= Beginning of Section =

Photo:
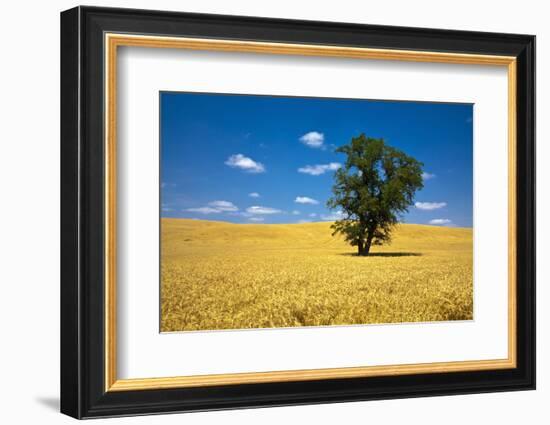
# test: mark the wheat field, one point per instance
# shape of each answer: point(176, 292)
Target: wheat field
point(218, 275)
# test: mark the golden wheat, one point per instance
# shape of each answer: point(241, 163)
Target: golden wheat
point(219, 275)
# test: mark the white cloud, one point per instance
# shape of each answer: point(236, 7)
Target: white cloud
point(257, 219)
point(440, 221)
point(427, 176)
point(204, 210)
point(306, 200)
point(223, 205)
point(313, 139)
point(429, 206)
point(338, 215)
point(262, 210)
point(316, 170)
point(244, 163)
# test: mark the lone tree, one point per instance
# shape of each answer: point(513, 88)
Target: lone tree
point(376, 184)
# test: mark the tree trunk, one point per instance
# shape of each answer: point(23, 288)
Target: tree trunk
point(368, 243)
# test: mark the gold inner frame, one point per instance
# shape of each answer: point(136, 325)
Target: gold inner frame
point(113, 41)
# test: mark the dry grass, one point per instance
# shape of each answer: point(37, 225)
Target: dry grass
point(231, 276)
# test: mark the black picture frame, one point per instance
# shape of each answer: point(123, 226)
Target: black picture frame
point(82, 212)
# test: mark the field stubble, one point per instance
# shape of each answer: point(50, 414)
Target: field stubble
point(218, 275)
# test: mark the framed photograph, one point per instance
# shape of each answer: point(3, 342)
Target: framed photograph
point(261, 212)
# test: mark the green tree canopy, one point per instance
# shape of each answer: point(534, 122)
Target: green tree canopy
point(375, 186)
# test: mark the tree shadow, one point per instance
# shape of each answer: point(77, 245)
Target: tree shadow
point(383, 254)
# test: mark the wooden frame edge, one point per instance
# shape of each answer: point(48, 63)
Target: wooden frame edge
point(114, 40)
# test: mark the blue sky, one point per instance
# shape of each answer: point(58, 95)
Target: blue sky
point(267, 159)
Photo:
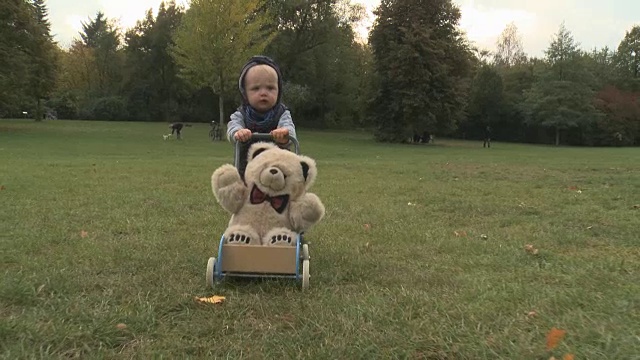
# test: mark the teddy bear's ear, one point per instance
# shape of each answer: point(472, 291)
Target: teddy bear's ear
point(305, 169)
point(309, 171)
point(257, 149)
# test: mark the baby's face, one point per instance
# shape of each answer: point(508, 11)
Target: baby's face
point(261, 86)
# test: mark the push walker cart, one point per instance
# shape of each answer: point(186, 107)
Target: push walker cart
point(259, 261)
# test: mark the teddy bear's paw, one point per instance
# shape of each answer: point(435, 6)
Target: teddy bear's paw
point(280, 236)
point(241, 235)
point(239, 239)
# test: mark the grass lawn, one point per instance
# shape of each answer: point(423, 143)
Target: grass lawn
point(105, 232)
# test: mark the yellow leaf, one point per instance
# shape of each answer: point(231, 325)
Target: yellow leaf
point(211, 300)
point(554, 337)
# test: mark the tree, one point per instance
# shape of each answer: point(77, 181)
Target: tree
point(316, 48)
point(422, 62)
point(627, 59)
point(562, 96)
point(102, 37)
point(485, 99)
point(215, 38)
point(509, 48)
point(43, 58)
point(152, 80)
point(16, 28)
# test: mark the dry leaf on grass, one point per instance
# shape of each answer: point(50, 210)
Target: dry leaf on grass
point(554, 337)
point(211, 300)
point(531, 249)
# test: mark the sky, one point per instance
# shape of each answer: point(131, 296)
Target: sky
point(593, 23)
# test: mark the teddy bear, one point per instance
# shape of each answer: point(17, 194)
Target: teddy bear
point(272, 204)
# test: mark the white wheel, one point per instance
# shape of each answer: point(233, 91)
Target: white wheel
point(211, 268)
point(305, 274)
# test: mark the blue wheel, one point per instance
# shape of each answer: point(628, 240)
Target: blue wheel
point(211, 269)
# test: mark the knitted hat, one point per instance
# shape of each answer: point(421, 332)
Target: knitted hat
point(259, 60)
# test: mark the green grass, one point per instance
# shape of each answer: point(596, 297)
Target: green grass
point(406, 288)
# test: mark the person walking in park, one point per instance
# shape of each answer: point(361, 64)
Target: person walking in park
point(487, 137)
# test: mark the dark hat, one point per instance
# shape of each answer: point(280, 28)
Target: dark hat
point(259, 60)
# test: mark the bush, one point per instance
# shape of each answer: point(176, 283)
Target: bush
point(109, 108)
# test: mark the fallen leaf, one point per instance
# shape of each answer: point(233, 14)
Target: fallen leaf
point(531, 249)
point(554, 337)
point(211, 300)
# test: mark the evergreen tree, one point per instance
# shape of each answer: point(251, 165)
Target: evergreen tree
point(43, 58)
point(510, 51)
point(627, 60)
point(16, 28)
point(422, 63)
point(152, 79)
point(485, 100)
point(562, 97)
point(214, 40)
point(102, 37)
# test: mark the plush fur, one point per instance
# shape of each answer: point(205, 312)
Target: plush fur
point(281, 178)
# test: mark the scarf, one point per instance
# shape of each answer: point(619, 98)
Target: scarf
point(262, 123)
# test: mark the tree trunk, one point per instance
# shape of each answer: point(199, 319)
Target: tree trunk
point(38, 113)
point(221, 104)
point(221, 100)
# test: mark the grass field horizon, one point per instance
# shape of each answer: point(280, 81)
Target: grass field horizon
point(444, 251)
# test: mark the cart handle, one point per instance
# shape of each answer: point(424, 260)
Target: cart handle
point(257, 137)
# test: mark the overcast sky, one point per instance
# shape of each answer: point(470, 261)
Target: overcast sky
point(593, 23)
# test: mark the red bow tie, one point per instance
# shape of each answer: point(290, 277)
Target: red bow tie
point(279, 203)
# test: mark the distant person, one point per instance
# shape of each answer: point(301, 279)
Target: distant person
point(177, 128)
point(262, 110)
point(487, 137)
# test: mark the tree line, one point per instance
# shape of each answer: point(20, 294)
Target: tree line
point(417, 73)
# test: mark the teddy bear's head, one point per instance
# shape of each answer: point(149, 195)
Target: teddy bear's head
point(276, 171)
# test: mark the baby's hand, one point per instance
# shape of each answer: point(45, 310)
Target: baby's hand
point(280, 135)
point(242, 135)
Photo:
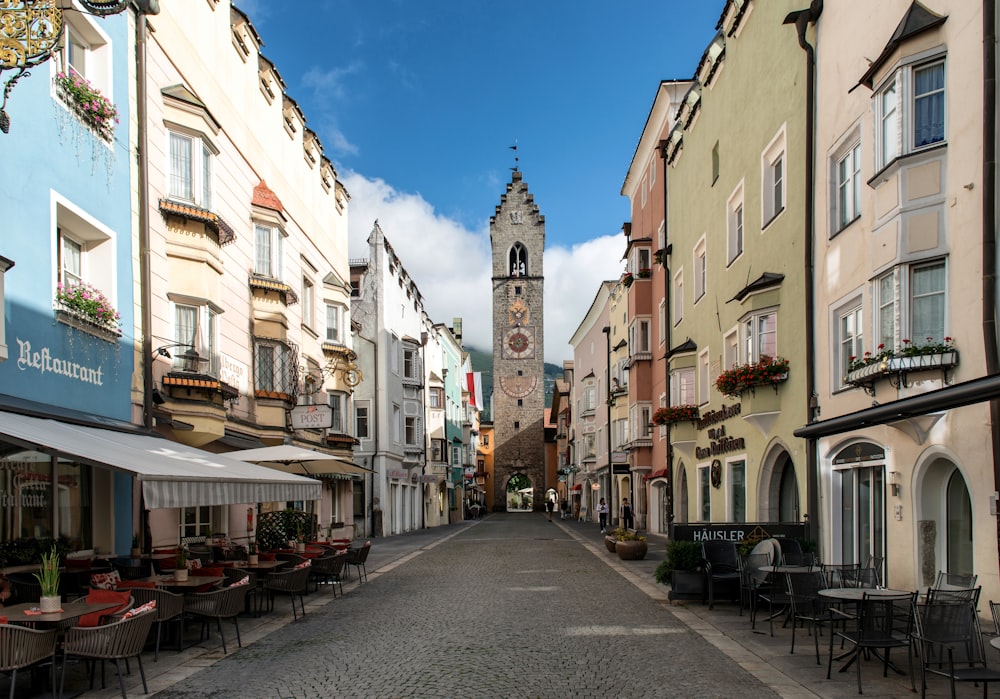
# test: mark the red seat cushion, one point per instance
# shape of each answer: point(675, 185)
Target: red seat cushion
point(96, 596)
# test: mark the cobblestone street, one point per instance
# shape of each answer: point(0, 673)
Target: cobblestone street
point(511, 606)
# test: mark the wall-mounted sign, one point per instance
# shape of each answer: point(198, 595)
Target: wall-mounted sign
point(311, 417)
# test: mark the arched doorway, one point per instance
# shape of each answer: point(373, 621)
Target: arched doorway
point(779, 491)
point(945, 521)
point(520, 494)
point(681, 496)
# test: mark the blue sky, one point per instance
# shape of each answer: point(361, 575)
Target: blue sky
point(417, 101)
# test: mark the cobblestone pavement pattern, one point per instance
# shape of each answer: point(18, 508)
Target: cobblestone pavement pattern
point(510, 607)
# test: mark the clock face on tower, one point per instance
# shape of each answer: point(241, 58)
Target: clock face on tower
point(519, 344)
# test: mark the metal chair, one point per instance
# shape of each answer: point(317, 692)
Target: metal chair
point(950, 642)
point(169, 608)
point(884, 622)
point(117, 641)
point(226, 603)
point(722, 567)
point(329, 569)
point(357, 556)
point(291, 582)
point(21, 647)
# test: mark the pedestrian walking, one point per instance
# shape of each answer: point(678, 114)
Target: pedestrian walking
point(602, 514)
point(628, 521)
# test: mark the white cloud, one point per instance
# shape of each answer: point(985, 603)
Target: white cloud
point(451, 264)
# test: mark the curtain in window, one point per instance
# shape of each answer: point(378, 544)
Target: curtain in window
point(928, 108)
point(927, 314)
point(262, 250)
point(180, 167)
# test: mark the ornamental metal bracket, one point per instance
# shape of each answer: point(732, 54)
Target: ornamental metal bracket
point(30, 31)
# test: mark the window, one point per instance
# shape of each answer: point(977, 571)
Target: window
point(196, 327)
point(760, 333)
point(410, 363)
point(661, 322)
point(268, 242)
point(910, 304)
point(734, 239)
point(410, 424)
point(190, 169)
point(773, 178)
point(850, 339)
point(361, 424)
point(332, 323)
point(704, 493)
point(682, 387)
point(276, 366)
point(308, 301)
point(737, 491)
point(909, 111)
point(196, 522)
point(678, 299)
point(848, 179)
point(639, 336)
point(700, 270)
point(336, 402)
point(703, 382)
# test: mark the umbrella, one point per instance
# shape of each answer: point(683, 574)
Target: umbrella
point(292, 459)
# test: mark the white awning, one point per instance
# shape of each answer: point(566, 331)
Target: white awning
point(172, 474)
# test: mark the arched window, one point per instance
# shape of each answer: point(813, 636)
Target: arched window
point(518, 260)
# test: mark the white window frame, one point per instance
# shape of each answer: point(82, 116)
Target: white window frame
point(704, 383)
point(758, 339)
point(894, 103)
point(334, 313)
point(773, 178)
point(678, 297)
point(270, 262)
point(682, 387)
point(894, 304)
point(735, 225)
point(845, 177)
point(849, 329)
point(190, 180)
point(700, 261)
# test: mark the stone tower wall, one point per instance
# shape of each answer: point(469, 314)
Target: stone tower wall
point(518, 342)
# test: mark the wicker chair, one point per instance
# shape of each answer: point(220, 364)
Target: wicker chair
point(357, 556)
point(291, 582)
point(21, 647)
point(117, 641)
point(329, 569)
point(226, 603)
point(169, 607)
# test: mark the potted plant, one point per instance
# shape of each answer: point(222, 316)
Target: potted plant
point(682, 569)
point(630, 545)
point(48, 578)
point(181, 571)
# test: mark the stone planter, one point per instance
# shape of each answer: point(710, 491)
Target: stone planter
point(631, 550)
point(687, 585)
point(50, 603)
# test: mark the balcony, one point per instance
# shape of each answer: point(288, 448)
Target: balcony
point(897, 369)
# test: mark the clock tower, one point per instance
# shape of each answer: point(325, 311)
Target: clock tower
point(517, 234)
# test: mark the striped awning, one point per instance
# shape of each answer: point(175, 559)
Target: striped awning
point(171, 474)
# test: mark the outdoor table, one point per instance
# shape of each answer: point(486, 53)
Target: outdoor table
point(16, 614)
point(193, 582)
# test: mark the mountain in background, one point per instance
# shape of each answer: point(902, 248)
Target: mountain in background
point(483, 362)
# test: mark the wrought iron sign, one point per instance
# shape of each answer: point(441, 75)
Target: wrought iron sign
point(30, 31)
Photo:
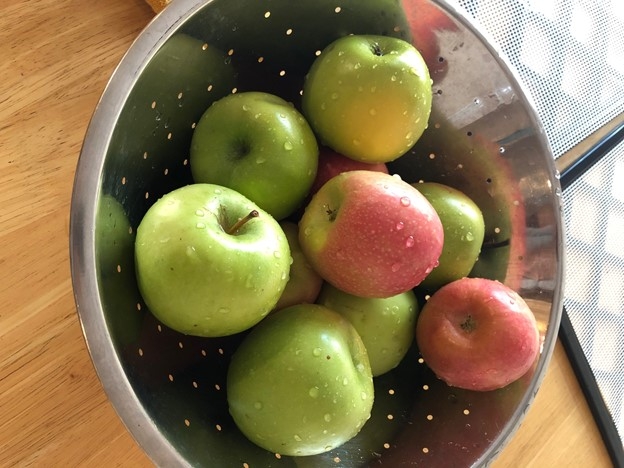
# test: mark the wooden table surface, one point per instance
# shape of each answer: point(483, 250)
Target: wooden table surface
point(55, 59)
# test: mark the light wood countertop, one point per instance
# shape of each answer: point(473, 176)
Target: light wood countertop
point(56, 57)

= End of Section =

* _Work instructions_
The lines to extract from the data above begin with the line containing "# test: mark the wheat" and end with the line containing "# shape of each answer: point(48, 63)". Extract them exactly, including both.

* _Reply_
# test: mark the wheat field, one point per instance
# shape of each answer: point(176, 292)
Target: wheat field
point(218, 275)
# test: mark the golden wheat, one point per instance
# shape of each answer: point(241, 163)
Target: golden wheat
point(219, 275)
# test: mark the white cloud, one point per instance
# shape of each answer: point(236, 7)
Target: white cloud
point(257, 219)
point(440, 221)
point(427, 176)
point(204, 210)
point(306, 200)
point(223, 205)
point(313, 139)
point(429, 206)
point(338, 215)
point(262, 210)
point(316, 170)
point(244, 163)
# test: mark the lone tree, one point per instance
# shape of each answer: point(513, 88)
Target: lone tree
point(376, 184)
# test: mark the tree trunk, one point per instance
# shape of each answer: point(23, 288)
Target: tree trunk
point(368, 243)
# test: mark the gold inner frame, one point per instance
# shape of each answer: point(136, 325)
Target: gold inner frame
point(113, 41)
# test: mark the dry grass, one point per instance
# shape of each answer: point(37, 225)
Target: dry grass
point(231, 276)
# test: mark the black picture frame, one point per instance
# shape of each answer: point(123, 226)
Target: black picture frame
point(82, 212)
# test: mark the field stubble, one point per instance
# shape of each answer: point(50, 414)
Target: field stubble
point(218, 275)
# test: mark the framed photograph, one point per instance
# shape of each answer: point(3, 342)
Target: framed photograph
point(261, 212)
# test: mark the green tree canopy, one point per instance
# shape of each answer: point(534, 122)
Target: green tree canopy
point(375, 186)
# test: mark the tree shadow, one point per instance
# shape of each answer: point(77, 245)
Target: tree shadow
point(383, 254)
# test: mark the wooden frame edge, one point per instance
# shape of each answer: point(48, 63)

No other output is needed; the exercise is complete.